Your instructions :: Count the lines in the listing below that contain the word "black" and report that number alone.

---------- Material for the task

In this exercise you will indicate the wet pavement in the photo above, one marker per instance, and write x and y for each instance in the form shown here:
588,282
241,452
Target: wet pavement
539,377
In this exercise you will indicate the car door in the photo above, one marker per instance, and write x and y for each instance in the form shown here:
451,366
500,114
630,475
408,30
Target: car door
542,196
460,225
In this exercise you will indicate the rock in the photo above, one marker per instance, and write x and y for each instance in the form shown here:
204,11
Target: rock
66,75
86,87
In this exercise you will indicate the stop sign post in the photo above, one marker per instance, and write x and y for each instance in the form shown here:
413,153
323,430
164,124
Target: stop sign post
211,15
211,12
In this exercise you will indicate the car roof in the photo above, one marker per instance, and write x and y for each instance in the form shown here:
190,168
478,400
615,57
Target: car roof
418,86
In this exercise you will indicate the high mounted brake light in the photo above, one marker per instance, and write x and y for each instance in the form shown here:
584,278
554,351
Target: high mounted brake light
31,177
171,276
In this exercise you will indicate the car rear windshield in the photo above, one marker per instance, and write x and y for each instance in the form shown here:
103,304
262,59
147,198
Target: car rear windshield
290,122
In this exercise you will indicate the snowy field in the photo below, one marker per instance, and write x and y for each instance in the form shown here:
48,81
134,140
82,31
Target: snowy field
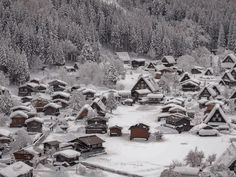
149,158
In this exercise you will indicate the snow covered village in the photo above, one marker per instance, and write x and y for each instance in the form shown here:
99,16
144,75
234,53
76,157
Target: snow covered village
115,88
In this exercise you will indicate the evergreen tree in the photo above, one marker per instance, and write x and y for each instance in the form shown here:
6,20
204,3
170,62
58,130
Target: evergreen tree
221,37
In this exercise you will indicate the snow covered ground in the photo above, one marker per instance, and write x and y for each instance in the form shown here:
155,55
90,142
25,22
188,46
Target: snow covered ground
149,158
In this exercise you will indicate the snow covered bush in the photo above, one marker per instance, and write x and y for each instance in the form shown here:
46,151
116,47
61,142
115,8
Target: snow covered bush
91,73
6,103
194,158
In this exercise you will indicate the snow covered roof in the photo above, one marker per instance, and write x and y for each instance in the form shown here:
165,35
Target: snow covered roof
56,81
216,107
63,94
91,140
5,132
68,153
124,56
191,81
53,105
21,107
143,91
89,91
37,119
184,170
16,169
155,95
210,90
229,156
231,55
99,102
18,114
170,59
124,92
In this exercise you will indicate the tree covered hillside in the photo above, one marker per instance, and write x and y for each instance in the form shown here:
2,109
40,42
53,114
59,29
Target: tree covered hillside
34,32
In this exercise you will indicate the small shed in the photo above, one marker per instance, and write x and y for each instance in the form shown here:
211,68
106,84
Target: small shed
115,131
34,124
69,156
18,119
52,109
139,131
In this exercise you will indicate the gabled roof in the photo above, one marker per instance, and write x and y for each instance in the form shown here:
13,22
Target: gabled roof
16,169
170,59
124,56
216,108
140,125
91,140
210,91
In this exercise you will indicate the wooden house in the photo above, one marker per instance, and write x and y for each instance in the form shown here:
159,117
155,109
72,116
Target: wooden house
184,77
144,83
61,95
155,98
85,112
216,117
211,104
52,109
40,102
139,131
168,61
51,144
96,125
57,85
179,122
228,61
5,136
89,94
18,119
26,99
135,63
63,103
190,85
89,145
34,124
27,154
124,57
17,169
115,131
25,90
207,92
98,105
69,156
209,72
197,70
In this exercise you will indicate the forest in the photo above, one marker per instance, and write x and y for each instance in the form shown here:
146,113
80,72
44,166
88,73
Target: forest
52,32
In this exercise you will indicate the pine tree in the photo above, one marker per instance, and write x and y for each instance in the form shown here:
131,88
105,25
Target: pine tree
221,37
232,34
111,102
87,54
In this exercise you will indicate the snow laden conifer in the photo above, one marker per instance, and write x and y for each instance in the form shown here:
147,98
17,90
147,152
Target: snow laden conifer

--------------------
---------- Material for the task

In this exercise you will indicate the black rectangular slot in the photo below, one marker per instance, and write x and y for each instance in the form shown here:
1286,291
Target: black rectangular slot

--------------------

Exercise response :: 2